Return the data below, unchanged.

(Natural-language object grounding data)
- - -
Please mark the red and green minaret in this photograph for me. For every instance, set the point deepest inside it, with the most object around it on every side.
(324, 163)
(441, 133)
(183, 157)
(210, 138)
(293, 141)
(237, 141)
- - -
Answer to the problem -
Please mark the red and green minaret in this photograph for me. For every instance, set the point deepest inside it, with the most object around it on every side.
(324, 163)
(441, 133)
(183, 157)
(210, 138)
(293, 141)
(237, 141)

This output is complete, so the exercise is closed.